== Segment start ==

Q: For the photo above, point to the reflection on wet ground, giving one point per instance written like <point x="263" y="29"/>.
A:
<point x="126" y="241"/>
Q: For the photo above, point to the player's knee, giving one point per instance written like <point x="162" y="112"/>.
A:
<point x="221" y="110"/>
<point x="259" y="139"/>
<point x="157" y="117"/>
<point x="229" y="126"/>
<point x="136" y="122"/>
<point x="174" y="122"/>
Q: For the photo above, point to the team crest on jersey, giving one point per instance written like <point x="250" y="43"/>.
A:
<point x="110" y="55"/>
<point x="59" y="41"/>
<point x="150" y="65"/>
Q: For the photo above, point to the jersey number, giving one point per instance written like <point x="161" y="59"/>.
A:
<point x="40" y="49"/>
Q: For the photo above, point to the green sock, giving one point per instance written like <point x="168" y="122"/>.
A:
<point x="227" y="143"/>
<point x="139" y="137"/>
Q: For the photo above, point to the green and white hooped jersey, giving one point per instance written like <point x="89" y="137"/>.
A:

== Segment end ==

DIRECTIONS
Each of the records shown above needs to be repeated exactly.

RESPONSE TO THE EXERCISE
Q: For the photo above, point to the reflection on wet ground, giving one point per instance written like <point x="263" y="29"/>.
A:
<point x="126" y="241"/>
Q: For the photo above, point to the player's knee, giving one point per instance written like <point x="162" y="112"/>.
A:
<point x="221" y="110"/>
<point x="259" y="139"/>
<point x="157" y="117"/>
<point x="229" y="126"/>
<point x="136" y="122"/>
<point x="174" y="122"/>
Q: For the photo above, point to the team crest on jersey, giving one point per instance written like <point x="250" y="43"/>.
A:
<point x="110" y="55"/>
<point x="59" y="41"/>
<point x="150" y="65"/>
Q: For the photo above, point to the jersey number, giving one point per instance written like <point x="161" y="59"/>.
A:
<point x="40" y="49"/>
Q: For the photo above, point to the green sock, giving one point per instance written like <point x="168" y="122"/>.
A:
<point x="227" y="143"/>
<point x="139" y="137"/>
Q: For the photo above, point to the green and white hooped jersey, giving one point per instance written like <point x="89" y="137"/>.
A:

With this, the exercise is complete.